:: Data to use

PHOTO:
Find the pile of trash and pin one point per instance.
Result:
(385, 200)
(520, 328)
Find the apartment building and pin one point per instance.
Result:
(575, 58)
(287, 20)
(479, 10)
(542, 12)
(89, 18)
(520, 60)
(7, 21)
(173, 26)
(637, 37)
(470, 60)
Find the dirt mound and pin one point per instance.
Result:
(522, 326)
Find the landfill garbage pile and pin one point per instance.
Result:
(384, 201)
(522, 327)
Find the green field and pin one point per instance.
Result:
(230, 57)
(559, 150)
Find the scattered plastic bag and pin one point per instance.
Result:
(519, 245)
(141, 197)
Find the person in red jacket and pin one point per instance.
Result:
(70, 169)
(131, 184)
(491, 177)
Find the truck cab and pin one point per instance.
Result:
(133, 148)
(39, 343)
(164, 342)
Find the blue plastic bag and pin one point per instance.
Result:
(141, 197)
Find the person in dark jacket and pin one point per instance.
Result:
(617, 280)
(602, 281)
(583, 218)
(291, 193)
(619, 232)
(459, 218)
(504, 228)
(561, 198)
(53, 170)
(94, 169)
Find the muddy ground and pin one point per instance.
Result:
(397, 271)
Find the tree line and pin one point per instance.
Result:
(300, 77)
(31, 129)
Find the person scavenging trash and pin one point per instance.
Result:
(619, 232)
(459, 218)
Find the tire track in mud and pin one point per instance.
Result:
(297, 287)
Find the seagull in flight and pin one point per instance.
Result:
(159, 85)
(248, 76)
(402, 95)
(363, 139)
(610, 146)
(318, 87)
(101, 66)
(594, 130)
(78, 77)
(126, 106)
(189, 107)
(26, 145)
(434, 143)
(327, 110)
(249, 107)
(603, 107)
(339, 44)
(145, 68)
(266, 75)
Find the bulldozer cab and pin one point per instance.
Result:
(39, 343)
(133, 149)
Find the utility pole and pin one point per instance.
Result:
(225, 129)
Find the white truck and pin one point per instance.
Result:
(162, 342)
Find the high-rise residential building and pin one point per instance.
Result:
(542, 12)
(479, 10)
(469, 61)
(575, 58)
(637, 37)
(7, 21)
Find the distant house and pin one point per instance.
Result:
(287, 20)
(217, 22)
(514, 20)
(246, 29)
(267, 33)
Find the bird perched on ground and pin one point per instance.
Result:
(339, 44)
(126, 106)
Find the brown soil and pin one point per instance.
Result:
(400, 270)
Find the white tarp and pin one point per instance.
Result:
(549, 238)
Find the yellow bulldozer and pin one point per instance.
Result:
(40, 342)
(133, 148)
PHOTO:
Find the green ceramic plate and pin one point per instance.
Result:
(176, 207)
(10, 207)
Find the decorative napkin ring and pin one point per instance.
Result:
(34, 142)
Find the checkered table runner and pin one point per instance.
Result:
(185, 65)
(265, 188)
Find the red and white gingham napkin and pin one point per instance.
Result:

::::

Your answer should consist of all lines above that include the string "jacket".

■ **Task answer**
Find the person in red jacket and pin one point per instance.
Find the person in dark jacket and pin one point per instance.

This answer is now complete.